EXERCISE OBJECTIVE:
Could you output each line below precisely as it stands, without the images?

INFORMATION SUPPLIED:
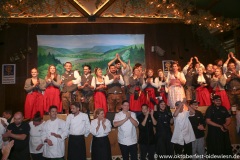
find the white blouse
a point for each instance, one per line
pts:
(127, 134)
(201, 79)
(183, 131)
(35, 137)
(101, 132)
(95, 81)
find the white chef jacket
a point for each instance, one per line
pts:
(101, 132)
(57, 126)
(35, 137)
(78, 125)
(127, 134)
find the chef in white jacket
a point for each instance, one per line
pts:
(54, 135)
(35, 140)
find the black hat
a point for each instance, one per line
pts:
(215, 97)
(193, 101)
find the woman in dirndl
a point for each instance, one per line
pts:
(218, 82)
(150, 88)
(100, 100)
(100, 128)
(34, 102)
(52, 92)
(201, 83)
(175, 82)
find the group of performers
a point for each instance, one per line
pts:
(123, 82)
(149, 97)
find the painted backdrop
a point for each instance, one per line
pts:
(94, 50)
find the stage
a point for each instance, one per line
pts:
(234, 137)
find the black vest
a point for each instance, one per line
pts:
(115, 87)
(84, 80)
(66, 77)
(234, 82)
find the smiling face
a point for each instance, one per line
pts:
(52, 69)
(125, 106)
(150, 73)
(99, 72)
(218, 72)
(112, 69)
(144, 109)
(209, 67)
(101, 115)
(86, 70)
(136, 72)
(34, 72)
(160, 74)
(175, 67)
(200, 71)
(68, 67)
(162, 106)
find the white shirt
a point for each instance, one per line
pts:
(35, 137)
(183, 131)
(201, 79)
(127, 134)
(154, 84)
(107, 81)
(78, 78)
(57, 126)
(95, 81)
(2, 130)
(78, 125)
(101, 132)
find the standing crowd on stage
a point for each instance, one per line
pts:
(138, 98)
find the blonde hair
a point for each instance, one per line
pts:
(97, 112)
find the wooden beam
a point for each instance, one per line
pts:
(104, 8)
(59, 20)
(79, 8)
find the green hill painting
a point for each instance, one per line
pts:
(95, 50)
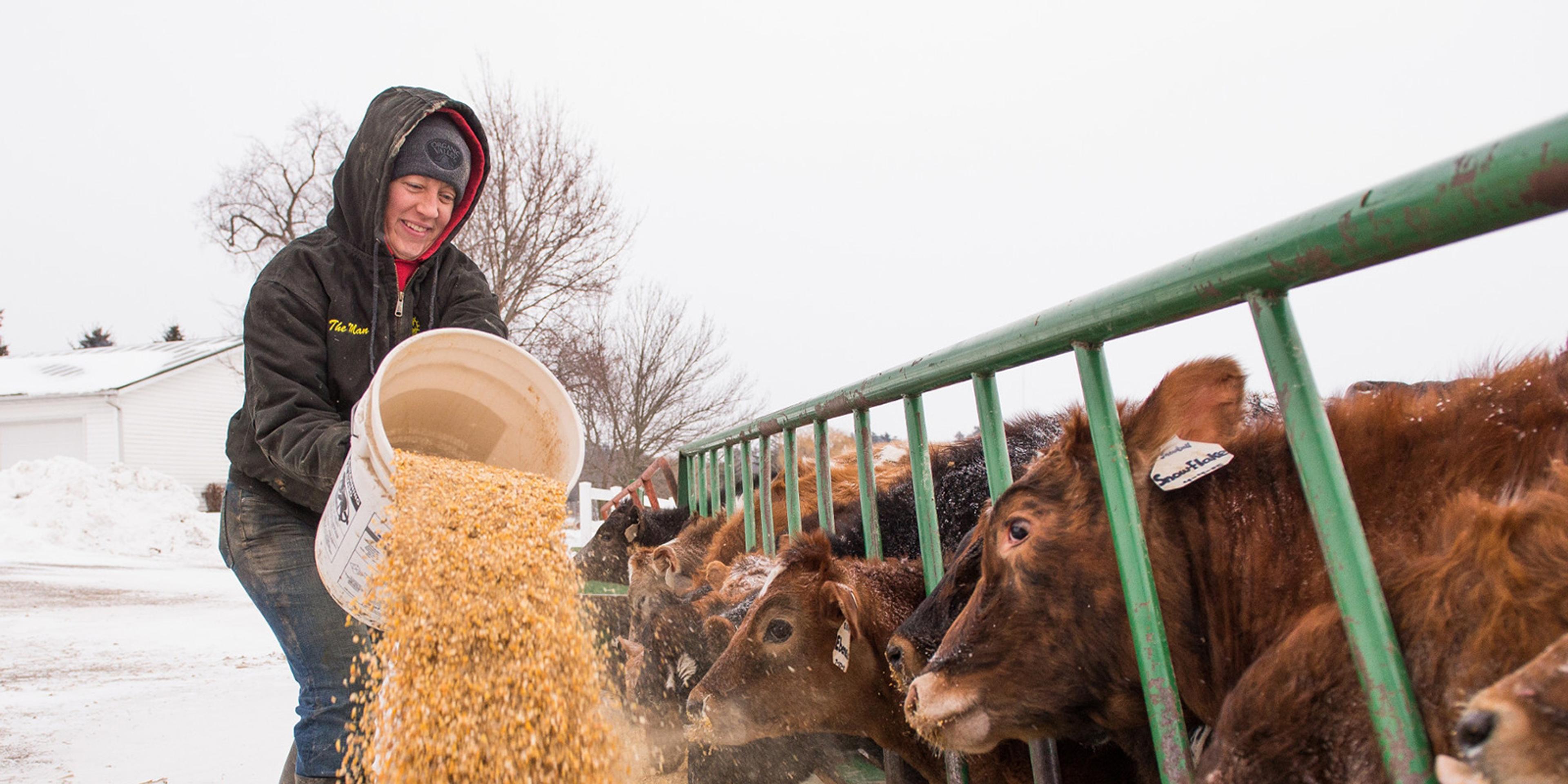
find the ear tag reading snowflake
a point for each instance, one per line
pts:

ANSWER BOX:
find the white blouse
a point for each instance, one per line
pts:
(127, 134)
(201, 79)
(183, 131)
(35, 137)
(101, 132)
(95, 81)
find the white chef jacket
a point for each instance, one per line
pts:
(101, 132)
(57, 126)
(35, 137)
(78, 125)
(127, 134)
find the chef in white jacket
a point for each instance, one per line
pts:
(54, 135)
(35, 140)
find the black hat
a point for each instance, one per line
pts:
(215, 97)
(193, 101)
find the woman in dirndl
a point for each instance, one per line
pts:
(218, 82)
(150, 88)
(100, 100)
(100, 128)
(34, 102)
(52, 92)
(201, 83)
(175, 82)
find the group of performers
a point for each instance, one per line
pts:
(123, 82)
(149, 97)
find the painted backdrop
a point for each instance, one per line
pts:
(94, 50)
find the stage
a point for each instance, one per line
pts:
(234, 137)
find the black vest
a point for each instance, one per line
pts:
(115, 87)
(84, 80)
(66, 77)
(234, 82)
find the smiling face
a point for each instance, one per line
pts:
(52, 69)
(125, 106)
(150, 73)
(99, 72)
(218, 72)
(112, 69)
(144, 109)
(209, 67)
(101, 115)
(86, 70)
(136, 72)
(34, 72)
(160, 74)
(175, 67)
(200, 71)
(68, 67)
(162, 106)
find the white shirt
a point for each instance, one per line
pts:
(35, 137)
(183, 131)
(201, 79)
(127, 134)
(154, 84)
(107, 81)
(78, 78)
(57, 126)
(95, 81)
(2, 130)
(78, 125)
(101, 132)
find the standing crowd on stage
a point for each instance, one per line
pts:
(138, 98)
find the blonde hair
a point for each instance, one per line
pts:
(97, 112)
find the wooden beam
a point for each instance, one per line
pts:
(104, 8)
(59, 20)
(79, 8)
find the green hill painting
a point for each instance, one per line
pts:
(95, 50)
find the ear tag reading snowflake
a point for each instance, one per line
pts:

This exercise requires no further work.